Document passage:
== == ==

The insistent hope of John’s Gospel is even more astounding when you look at what is going on behind the Gospel. John’s community is one in turmoil. This fledgling group of believers has been recently expelled from their parent community. The hurt of this break echoes throughout the Gospel. Even worse, there is growing factionalism in the community. Fellow believers in Jesus are now refusing hospitality to one another (apparently some problems in the church are very old). In spite of this hurt and strife, John’s Jesus still gives us some of the most beautiful exhortations to love one another.

As this Easter season draws to a close (hello 7th Sunday of Easter!) and our calendar drifts into the “ordinary” may we, like John’s Gospel, find the Word in broken and and fleshy places.

images-4Look for beautiful broken things today. When you find something broken pause to reflect on the history and the beauty of it. Share the beauty you find with a friend.

Down to the River to Pray


On the sabbath day we went outside the gate by the river, where we supposed there was a place of prayer; and we sat down and spoke to the women who had gathered there. (Acts 16:13)


Recently a ministry on which I serve on the board has been faced with a significant decision that will have a long-reaching impact. So we did the standard responses when faced with such a decision: the board met, we discussed, and we met again and discussed again. We wrote position papers, detailing the ministry and our option. And we met again.

== == ==

Extracted information:
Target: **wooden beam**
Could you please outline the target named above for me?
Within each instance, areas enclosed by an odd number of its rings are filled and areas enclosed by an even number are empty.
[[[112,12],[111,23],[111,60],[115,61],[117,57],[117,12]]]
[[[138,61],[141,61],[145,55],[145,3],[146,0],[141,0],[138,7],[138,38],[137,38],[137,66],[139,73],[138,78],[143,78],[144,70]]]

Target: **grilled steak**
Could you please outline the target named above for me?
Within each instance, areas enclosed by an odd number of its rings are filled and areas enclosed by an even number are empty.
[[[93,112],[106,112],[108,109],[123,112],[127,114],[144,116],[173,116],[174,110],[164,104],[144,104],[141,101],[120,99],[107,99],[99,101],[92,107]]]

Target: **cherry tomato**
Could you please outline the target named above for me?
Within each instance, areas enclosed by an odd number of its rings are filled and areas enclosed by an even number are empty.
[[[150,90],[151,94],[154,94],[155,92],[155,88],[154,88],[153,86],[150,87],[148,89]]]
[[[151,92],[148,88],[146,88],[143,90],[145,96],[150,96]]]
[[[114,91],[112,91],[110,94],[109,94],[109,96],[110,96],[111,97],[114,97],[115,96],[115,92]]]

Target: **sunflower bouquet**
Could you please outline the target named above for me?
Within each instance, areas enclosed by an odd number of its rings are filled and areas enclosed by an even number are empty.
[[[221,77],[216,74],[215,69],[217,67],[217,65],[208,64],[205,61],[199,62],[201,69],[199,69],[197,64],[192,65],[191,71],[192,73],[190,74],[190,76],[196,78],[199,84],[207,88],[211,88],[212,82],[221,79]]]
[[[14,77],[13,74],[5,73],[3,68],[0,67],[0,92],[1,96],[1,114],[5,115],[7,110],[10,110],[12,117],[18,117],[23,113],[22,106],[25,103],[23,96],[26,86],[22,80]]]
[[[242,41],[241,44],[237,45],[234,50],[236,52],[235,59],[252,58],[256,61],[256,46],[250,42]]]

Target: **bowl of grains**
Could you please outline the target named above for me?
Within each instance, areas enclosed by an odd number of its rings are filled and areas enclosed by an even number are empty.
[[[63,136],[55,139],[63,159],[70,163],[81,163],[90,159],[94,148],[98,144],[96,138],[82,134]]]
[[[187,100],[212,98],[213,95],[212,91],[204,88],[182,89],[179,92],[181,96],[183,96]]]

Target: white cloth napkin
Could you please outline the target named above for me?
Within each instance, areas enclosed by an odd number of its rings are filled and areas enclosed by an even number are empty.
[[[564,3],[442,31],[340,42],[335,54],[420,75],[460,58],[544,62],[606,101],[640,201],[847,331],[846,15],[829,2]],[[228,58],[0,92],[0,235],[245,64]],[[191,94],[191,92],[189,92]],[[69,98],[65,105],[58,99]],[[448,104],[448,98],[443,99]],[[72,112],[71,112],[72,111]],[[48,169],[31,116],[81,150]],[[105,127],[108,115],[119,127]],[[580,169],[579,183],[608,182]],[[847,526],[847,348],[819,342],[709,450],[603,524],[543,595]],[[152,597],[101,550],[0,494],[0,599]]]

== == ==

Your goal: Copy the stretch of the devotional text above from "As this Easter" through "and fleshy places.".

Solution to this problem:
As this Easter season draws to a close (hello 7th Sunday of Easter!) and our calendar drifts into the “ordinary” may we, like John’s Gospel, find the Word in broken and and fleshy places.